RAW RECORDS start

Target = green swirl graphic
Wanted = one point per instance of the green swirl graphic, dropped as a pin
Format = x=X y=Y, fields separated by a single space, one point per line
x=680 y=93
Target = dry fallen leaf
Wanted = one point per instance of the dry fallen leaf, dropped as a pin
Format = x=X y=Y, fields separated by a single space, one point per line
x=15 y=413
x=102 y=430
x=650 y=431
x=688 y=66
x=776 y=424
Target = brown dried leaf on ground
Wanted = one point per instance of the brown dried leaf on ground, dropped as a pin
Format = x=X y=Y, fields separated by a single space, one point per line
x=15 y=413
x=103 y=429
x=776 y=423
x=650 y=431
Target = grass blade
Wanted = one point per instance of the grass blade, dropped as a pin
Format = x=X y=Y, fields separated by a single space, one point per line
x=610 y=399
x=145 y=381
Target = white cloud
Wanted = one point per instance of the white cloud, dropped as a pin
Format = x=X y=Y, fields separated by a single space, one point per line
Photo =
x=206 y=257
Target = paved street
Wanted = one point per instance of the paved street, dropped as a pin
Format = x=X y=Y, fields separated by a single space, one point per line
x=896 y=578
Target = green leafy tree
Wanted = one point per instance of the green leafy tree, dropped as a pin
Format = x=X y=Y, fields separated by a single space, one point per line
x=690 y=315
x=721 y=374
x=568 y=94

RAW RECORDS end

▶ _SHORT TASK_: Take the entries and copy them out exactly.

▶ _SOLUTION TO THE PROBLEM_:
Target = green swirl graphic
Wanted = one point per instance of the green swirl graphic, dropped as a pin
Format = x=X y=Y, fields separated by a single space, one point per line
x=680 y=93
Target = dry fallen leaf
Wanted = one point per instance of the dry fallen leaf, dropped as a pin
Format = x=X y=Y, fields separated by a single space, one point per line
x=15 y=413
x=102 y=430
x=650 y=431
x=688 y=66
x=776 y=424
Target = brown dried leaf on ground
Wanted = one point per instance of the brown dried leaf on ground, dropped as a pin
Format = x=X y=Y, fields separated by a single space, one point per line
x=15 y=413
x=103 y=429
x=776 y=423
x=650 y=431
Target = grass blade
Wanted = one point per instance of the grass blade, dropped as a pin
Format = x=X y=Y, fields separated by a single space, one point per line
x=610 y=399
x=145 y=381
Target = white cloud
Wanted = one point per instance of the white cloud, dropped as a pin
Format = x=X y=Y, fields separated by a single space, one point per line
Photo =
x=206 y=257
Target = paved street
Wanted = one point per instance of the paved street, dropped as a pin
Format = x=X y=Y, fields separated by a single space, one point per line
x=896 y=578
Target = green leafy tree
Wanted = one point per instance of the green leafy tree, dropped as a pin
Format = x=X y=Y, fields separated by a single space, one point per line
x=690 y=315
x=721 y=374
x=568 y=94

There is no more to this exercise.